- _Selected extract_
- Conference: Mid-American Conference
- Record: 2–6 (0–3 MAC)
- Head coach: Tony Hinkle (12th season);
- Home stadium: Butler Bowl

= 1949 Butler Bulldogs football team =

American college football season

The 1949 Butler Bulldogs football team represented Butler University as a member of the Mid-American Conference (MAC) during the 1949 college football season. Led by 12th-year head coach Tony Hinkle, the Bulldogs compiled an overall record of 2–6 with a mark of 0–3 in conference play, placing last out of six teams in the MAC. Butler played home games at the Butler Bowl in Indianapolis.

- _Raw data_

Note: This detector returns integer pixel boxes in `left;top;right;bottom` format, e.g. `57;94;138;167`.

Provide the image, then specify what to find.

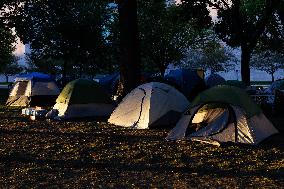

- _Jobs_
[1] Reproduce the 1949 Butler Bulldogs article without changes from "American college football" to "Bowl in Indianapolis.".
[2] Answer these from the 1949 Butler Bulldogs article:
(a) Who was the head coach, and in which season of his tenure?
(b) How many teams were in the MAC that year?
(c) In which city did Butler play its home games?
The material has no connection to the 1949 Butler Bulldogs article.

- _Responses by task_
[1]
American college football season

The 1949 Butler Bulldogs football team represented Butler University as a member of the Mid-American Conference (MAC) during the 1949 college football season. Led by 12th-year head coach Tony Hinkle, the Bulldogs compiled an overall record of 2–6 with a mark of 0–3 in conference play, placing last out of six teams in the MAC. Butler played home games at the Butler Bowl in Indianapolis.

[2]
(a) Tony Hinkle, in his 12th season.
(b) Six.
(c) Indianapolis.